■ **REQUIRED ACTION**: The lines below should be written out again in full, exactly as they are.

■ **TASK MATERIAL**:
================

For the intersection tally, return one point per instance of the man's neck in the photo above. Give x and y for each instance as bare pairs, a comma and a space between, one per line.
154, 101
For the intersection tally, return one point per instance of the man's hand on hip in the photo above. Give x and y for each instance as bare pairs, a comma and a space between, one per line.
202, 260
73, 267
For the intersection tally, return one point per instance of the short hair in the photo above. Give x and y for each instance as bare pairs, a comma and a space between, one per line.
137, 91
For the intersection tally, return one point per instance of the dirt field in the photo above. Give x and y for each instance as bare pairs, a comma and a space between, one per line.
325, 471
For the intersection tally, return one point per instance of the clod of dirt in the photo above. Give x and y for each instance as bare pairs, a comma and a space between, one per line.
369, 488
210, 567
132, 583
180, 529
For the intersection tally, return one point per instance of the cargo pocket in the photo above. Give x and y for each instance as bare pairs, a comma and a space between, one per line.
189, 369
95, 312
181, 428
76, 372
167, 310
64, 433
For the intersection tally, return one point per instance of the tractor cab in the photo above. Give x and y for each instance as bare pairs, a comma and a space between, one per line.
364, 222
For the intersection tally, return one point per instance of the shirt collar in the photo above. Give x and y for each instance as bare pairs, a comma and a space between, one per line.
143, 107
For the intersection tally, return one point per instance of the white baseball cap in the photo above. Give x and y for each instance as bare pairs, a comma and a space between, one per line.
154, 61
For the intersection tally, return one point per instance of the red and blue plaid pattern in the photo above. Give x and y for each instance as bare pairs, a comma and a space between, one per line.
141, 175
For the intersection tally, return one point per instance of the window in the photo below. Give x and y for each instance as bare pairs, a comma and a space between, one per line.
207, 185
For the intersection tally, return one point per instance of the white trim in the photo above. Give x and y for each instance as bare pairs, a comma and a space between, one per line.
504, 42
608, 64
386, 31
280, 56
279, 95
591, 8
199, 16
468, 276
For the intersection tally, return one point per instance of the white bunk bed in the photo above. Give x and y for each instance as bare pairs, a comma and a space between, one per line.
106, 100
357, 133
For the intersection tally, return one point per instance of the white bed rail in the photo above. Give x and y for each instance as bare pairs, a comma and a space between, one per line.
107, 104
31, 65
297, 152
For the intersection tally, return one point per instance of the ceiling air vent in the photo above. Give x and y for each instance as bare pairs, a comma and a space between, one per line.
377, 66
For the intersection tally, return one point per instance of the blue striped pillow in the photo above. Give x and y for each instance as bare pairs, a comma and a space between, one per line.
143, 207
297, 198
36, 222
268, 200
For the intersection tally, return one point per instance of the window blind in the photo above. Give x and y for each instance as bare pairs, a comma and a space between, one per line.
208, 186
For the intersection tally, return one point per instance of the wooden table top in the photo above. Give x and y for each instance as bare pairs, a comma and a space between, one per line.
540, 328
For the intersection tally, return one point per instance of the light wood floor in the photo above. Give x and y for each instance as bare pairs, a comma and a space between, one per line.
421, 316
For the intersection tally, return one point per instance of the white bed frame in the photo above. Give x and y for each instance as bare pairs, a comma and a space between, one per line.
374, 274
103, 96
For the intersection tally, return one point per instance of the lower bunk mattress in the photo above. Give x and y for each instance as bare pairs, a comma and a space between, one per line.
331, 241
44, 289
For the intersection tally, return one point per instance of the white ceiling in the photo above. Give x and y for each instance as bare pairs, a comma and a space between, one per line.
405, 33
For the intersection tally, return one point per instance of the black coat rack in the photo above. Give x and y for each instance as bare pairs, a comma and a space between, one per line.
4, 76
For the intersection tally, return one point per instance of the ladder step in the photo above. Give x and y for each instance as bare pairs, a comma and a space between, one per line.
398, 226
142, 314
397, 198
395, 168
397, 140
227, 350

================

■ **EXPECTED ANSWER**:
For the intersection tally, return one point per instance of the man's neck in the photo above. Give x and y for each instance as bare pairs, a comma and a space between, one per line.
154, 101
For the intersection tally, return one point per instance of the man's hand on hip in the photo above. Give x and y for each instance as bare pairs, a comma and a space between, one per line.
202, 260
73, 267
For the intersection tally, return one point per instance of the short hair in the photo above. Give x and y for each instance as bare pairs, a comma and a space between, one per line.
137, 91
For the intersection tally, return one point per instance of the dirt field in the photo above. Give x and y for each instance as bare pairs, a comma and a space between, one per line.
325, 471
For the intersection tally, return one point per instance of the clod of dirt in the photo above. Give x and y for each instance as bare pairs, a comma and a space between, one per line.
369, 488
210, 567
132, 583
180, 529
For the intersection tally, return one point per instance of the cargo pocket in the photo above. Give x and y for each instance as bare pairs, a comma and a space between, one per line.
189, 369
95, 312
181, 428
76, 372
167, 310
64, 433
For the intersection tally, return one point per instance of the tractor cab in the photo above. Give x and y for each instance as bare pairs, a comma and a space between, one per line.
364, 222
For the intersection tally, return one point per instance of the shirt collar in the photo above. Give x and y for each instance as bare pairs, a comma and a space between, one per line.
143, 107
For the intersection tally, return one point per instance of the white baseball cap in the photo above. Give x and y for each instance as bare pairs, a comma and a space between, one per line.
154, 61
For the intersection tally, return one point per instance of the red and blue plaid pattern in the photo above. Give x and y for each instance as bare pairs, a comma and a space between, one per line.
141, 175
For the intersection tally, return one point per instance of the window in the photo below. Give x and y for each instance as bare pairs, a comma and a space between, one per line.
207, 185
For the intersection tally, return one point per instance of the white trim in the photo above. Give x and y for each instance as bare pairs, a comma and a space between, one per line.
504, 42
608, 64
386, 31
280, 56
279, 95
591, 8
199, 16
468, 276
For the intersection tally, return one point per instance of the white bunk bed in the photo above. Give x and y for each instance as bare pairs, a comma and a space between, one per line.
106, 100
357, 133
For the intersection tally, return one point per instance of the white bed rail in the photo above. Give x and y for each instance as bare pairs, a comma and a space between, one per line.
107, 104
31, 65
297, 152
For the intersection tally, return one point per instance of the ceiling air vent in the photo above. Give x and y for each instance as bare pairs, a comma and a space between, one per line.
377, 66
For the intersection tally, return one point per instance of the blue striped pillow in the photo above. Give x and y for each instance as bare pairs, a comma and a space between, one per line.
143, 207
297, 198
36, 222
268, 200
For the intersection tally, return one point per instance of the window blind in the photo above. Give x and y for each instance as bare pairs, a comma and a space between, one per line.
208, 186
For the intersection tally, return one point per instance of the wooden table top in the photo above. Give x and y for each instance as bare pairs, a comma and a space between, one per line.
540, 328
For the intersection tally, return one point per instance of the light wood floor in the photo above. Give x and y for each instance as bare pairs, a comma and a space between, one per line.
421, 316
For the intersection tally, return one point per instance of the white bed frame in the photo above. Give x and y for each instance as bare pairs, a comma and a space between, one per line.
374, 274
103, 96
For the intersection tally, return one point per instance of the lower bunk mattress in the photo above. Give x and y for each instance as bare pairs, a comma and a space between, one per line.
331, 241
44, 289
For the intersection tally, return one point per instance of the white ceiling in the photo above. Give x and y for each instance as bare pairs, a comma and a space between, one per line.
405, 33
For the intersection tally, return one point per instance of the black coat rack in the photo above. Give x and y for each instance as bare pairs, a comma and a space between, one per line.
4, 76
For the intersection tally, return one point per instance of the ladder step in the photo above. Give x and y for each instance as bare pairs, a comma and a space between, one per line.
398, 226
142, 314
397, 198
395, 168
397, 140
227, 350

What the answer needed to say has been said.